-- start Records for this exercise --

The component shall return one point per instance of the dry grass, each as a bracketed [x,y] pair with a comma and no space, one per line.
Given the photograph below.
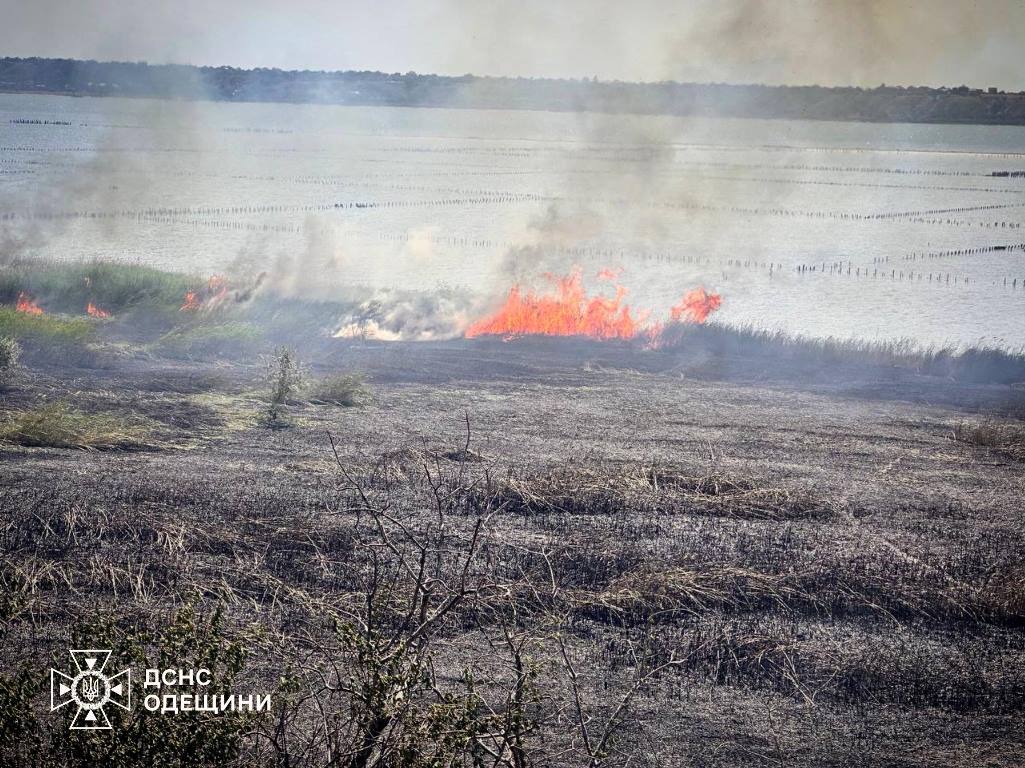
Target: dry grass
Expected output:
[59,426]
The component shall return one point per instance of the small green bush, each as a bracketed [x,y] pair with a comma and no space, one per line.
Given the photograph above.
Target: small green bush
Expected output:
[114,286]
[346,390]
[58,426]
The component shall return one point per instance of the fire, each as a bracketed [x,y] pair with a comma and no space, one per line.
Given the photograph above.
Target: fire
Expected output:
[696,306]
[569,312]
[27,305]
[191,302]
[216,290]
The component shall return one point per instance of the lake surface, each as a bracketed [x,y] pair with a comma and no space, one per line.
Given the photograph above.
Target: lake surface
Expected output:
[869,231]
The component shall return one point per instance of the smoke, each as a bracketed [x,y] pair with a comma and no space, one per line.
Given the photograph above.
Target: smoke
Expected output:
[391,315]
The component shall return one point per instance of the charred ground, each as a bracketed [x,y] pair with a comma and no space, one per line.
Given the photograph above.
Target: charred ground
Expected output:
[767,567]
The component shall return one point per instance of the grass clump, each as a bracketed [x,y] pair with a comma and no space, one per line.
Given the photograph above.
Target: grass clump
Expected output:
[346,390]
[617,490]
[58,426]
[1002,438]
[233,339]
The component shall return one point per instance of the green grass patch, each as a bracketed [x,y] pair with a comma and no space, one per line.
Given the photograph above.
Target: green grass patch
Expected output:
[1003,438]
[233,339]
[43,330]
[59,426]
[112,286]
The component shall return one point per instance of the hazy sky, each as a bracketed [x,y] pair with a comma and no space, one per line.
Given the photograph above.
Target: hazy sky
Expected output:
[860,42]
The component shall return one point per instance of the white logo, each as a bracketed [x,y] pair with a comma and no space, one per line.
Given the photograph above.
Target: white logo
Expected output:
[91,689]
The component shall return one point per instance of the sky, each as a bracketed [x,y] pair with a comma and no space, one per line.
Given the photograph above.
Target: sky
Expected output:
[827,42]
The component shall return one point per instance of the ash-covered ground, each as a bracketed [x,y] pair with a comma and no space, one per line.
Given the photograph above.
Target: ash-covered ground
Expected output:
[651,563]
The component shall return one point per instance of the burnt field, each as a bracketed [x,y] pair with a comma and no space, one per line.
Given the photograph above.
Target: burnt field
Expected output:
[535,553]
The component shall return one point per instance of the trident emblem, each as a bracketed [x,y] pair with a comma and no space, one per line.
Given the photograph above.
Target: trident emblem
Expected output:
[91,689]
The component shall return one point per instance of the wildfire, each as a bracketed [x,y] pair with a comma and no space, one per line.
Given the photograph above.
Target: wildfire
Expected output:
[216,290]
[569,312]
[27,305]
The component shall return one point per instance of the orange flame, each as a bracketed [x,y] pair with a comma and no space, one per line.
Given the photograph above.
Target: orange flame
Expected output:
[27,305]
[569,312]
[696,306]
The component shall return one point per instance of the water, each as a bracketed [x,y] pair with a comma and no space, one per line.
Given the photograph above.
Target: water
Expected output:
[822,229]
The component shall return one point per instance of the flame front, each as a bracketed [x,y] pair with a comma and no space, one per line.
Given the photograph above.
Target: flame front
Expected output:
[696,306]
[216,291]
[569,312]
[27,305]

-- end Records for this exercise --

*Goal*. Please rewrite the rows from the line holding "The component shall return one point per instance of the burnt" through the end of the rows, inclusive. Increase every coordinate in their answers by 23 and leave the requests as they are.

*Exercise result*.
The component shall return one point per instance of the burnt field, each as a bracketed [x,y] pair with a comma and no space, one per line.
Given the photograph above.
Target: burnt field
Expected output:
[558,576]
The component shall return one point per instance of the trident emblem, each as a bracketed [x,y] pair with a comma and no space, one per line.
Given the photograph above.
Target: trident emblem
Expected output:
[114,712]
The component shall return one point per instance of the wildfire, each as a bracketed [x,y] pair with a comma and no space, one per line.
Given the photograph above.
Target: wildfire
Expected output:
[239,313]
[592,335]
[50,328]
The component shall return one point per instance of the orange flame, each as a bracketed [x,y] pair with a comma and no space, one per line.
Given the photograph above.
Target: orange flame
Expected output:
[50,328]
[592,335]
[719,329]
The component shall return one point per instance of the water, each as a bracketed [x,y] pair with a comma and no space, one per line.
Given the photograph above.
Target: water
Expected output:
[845,252]
The component shall return one point per instance of the flame front, each as a bracketed [x,y] pair with a comma and no space, one per line.
Given the photograph above.
Target: flame front
Expected output:
[719,329]
[239,314]
[592,335]
[50,328]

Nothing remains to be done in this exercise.